▶ **TASK INSTRUCTIONS**: Every line of the material below must be repeated exactly.

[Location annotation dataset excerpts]
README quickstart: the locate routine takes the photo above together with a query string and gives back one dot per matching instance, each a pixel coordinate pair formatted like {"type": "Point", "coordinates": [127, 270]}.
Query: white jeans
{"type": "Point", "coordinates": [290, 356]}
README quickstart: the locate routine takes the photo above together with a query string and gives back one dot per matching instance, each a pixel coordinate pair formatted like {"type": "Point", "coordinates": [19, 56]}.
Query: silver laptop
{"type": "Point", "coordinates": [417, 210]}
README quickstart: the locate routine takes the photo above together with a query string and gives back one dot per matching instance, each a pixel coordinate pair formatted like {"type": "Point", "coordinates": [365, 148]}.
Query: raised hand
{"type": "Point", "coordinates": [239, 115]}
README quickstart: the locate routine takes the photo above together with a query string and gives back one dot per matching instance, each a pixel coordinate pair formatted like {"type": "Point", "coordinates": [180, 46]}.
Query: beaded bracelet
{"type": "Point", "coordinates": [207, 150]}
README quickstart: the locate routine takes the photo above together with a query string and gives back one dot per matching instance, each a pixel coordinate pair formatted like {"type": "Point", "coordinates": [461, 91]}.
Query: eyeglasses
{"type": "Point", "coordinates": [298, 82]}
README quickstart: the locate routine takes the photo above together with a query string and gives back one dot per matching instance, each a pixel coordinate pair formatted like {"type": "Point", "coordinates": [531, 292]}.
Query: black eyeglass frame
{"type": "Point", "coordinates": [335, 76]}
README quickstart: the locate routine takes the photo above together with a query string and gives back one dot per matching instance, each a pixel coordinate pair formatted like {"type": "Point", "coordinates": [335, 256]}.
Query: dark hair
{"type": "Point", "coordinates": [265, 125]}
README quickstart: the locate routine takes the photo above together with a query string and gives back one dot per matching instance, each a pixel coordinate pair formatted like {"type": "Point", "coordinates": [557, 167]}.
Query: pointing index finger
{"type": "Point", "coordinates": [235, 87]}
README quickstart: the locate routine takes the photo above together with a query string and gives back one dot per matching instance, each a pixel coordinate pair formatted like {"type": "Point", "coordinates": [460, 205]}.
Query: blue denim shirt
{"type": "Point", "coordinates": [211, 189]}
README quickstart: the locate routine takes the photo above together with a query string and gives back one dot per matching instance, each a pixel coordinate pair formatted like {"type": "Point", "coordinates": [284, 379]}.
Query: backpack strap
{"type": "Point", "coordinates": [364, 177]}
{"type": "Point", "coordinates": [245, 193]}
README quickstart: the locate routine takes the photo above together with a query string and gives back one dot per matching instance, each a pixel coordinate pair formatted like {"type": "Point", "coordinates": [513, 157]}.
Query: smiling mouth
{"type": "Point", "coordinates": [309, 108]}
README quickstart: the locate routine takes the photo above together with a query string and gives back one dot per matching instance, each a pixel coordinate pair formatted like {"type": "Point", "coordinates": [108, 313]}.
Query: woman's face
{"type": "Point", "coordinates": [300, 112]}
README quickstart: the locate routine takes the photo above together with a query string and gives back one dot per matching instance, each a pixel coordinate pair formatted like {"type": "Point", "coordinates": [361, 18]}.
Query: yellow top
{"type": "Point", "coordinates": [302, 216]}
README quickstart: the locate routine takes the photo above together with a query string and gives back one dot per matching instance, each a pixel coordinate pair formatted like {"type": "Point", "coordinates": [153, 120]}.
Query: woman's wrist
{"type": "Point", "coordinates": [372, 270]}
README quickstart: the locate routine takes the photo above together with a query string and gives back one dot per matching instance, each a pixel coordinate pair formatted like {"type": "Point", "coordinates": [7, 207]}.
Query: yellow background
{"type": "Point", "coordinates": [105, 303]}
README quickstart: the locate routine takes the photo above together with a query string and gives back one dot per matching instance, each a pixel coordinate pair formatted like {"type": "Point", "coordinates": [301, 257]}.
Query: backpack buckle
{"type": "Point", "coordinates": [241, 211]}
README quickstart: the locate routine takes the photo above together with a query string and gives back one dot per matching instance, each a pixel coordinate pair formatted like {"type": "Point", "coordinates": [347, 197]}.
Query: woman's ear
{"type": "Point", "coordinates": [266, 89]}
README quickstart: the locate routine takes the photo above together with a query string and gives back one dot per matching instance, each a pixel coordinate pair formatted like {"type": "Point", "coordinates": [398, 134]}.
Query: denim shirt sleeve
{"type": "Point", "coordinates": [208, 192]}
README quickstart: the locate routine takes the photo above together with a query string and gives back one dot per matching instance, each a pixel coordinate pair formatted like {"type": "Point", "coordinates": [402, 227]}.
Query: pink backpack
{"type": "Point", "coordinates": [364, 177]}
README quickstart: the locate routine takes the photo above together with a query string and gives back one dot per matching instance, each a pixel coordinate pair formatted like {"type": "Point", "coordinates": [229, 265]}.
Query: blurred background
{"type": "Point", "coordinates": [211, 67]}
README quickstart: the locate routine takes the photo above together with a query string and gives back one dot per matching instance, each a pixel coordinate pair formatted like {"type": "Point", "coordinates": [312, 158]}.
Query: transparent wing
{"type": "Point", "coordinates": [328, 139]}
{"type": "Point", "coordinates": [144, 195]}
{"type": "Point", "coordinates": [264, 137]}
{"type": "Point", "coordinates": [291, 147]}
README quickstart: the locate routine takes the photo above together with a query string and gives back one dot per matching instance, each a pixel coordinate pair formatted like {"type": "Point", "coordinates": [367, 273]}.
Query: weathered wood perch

▶ **SOLUTION FOR THIS PROBLEM**:
README quickstart: the locate routine takes the photo above together with a query string and gives back one dot per matching instance, each a pixel coordinate pair formatted like {"type": "Point", "coordinates": [127, 270]}.
Query: white jeans
{"type": "Point", "coordinates": [290, 356]}
README quickstart: the locate routine takes the photo above together with a query string and gives back one dot per matching instance, each a pixel coordinate pair formatted like {"type": "Point", "coordinates": [19, 56]}.
Query: silver laptop
{"type": "Point", "coordinates": [417, 210]}
README quickstart: the locate routine takes the photo above together with a query string and gives back one dot per matching instance, each a pixel coordinate pair formatted like {"type": "Point", "coordinates": [365, 148]}.
Query: raised hand
{"type": "Point", "coordinates": [239, 115]}
README quickstart: the locate routine takes the photo above together with a query string and gives back one dot per matching instance, each a pixel coordinate pair formatted like {"type": "Point", "coordinates": [180, 46]}.
Query: beaded bracelet
{"type": "Point", "coordinates": [207, 150]}
README quickstart: the locate routine takes the photo above together with a query string and gives back one dot per matching instance, each a pixel coordinate pair formatted like {"type": "Point", "coordinates": [461, 91]}.
Query: eyeglasses
{"type": "Point", "coordinates": [298, 82]}
README quickstart: the locate routine takes the photo above together with a query string and gives back one dot per matching instance, each a pixel coordinate pair formatted like {"type": "Point", "coordinates": [531, 292]}.
Query: black eyeglass frame
{"type": "Point", "coordinates": [335, 76]}
README quickstart: the locate routine takes the photo above together with a query string and gives back one dot per matching instance, each a pixel coordinate pair formatted like {"type": "Point", "coordinates": [335, 256]}.
Query: dark hair
{"type": "Point", "coordinates": [265, 125]}
README quickstart: the locate routine takes the photo above together with a query string and gives back one dot per matching instance, each a pixel coordinate pair formatted like {"type": "Point", "coordinates": [557, 167]}.
Query: pointing index finger
{"type": "Point", "coordinates": [235, 87]}
README quickstart: the locate routine takes the photo above together with a query string and gives back one dot per matching instance, each a pixel coordinate pair formatted like {"type": "Point", "coordinates": [460, 205]}.
Query: blue denim shirt
{"type": "Point", "coordinates": [211, 189]}
README quickstart: the locate routine takes the photo above together with a query string and gives back one dot per matching instance, each a pixel coordinate pair formatted like {"type": "Point", "coordinates": [284, 379]}.
Query: backpack strap
{"type": "Point", "coordinates": [364, 177]}
{"type": "Point", "coordinates": [245, 193]}
README quickstart: the locate routine takes the photo above together with a query string and gives back one dot per matching instance, each a pixel coordinate pair formatted like {"type": "Point", "coordinates": [513, 157]}.
Query: smiling mouth
{"type": "Point", "coordinates": [309, 108]}
README quickstart: the locate routine takes the photo above together with a query string and gives back one dot per matching instance, each a pixel coordinate pair formatted like {"type": "Point", "coordinates": [108, 313]}.
Query: woman's face
{"type": "Point", "coordinates": [300, 112]}
README quickstart: the locate routine takes the photo above together with a query string and gives back one dot per matching instance, each a pixel coordinate pair formatted like {"type": "Point", "coordinates": [361, 18]}.
Query: yellow top
{"type": "Point", "coordinates": [302, 216]}
README quickstart: the locate routine takes the photo above together with a query string and gives back one dot per matching instance, each a pixel coordinate pair formatted like {"type": "Point", "coordinates": [153, 120]}.
Query: woman's wrist
{"type": "Point", "coordinates": [372, 270]}
README quickstart: the locate routine takes the photo above together with a query string and gives back one dot per matching instance, each a pixel coordinate pair formatted like {"type": "Point", "coordinates": [7, 207]}.
Query: yellow background
{"type": "Point", "coordinates": [105, 303]}
README quickstart: the locate routine takes the photo above together with a query string and gives back one dot per matching instance, each a pixel coordinate pair formatted like {"type": "Point", "coordinates": [301, 257]}.
Query: backpack buckle
{"type": "Point", "coordinates": [241, 211]}
README quickstart: the locate routine takes the photo above together with a query string and gives back one dot per matching instance, each a pixel coordinate pair formatted like {"type": "Point", "coordinates": [347, 197]}.
Query: woman's ear
{"type": "Point", "coordinates": [266, 89]}
README quickstart: the locate routine takes the photo above together with a query string and gives back one dot per matching instance, each a pixel coordinate pair formatted like {"type": "Point", "coordinates": [398, 134]}.
Query: denim shirt sleeve
{"type": "Point", "coordinates": [208, 192]}
README quickstart: the locate routine takes the photo above together with a query string and gives back one dot per matching instance, each a pixel coordinate pair formatted like {"type": "Point", "coordinates": [402, 227]}.
Query: pink backpack
{"type": "Point", "coordinates": [364, 177]}
README quickstart: the locate routine takes the photo above together with a query string and gives back one dot per matching instance, each a pixel coordinate pair formatted like {"type": "Point", "coordinates": [229, 265]}.
Query: blurred background
{"type": "Point", "coordinates": [211, 67]}
README quickstart: the locate routine takes the photo above together with a query string and gives back one dot per matching instance, each a pixel coordinate pair formatted like {"type": "Point", "coordinates": [312, 158]}.
Query: transparent wing
{"type": "Point", "coordinates": [328, 139]}
{"type": "Point", "coordinates": [144, 195]}
{"type": "Point", "coordinates": [264, 137]}
{"type": "Point", "coordinates": [291, 147]}
README quickstart: the locate routine takes the photo above together with a query string and gives back one dot per matching instance, each a pixel coordinate pair formatted like {"type": "Point", "coordinates": [367, 273]}.
Query: weathered wood perch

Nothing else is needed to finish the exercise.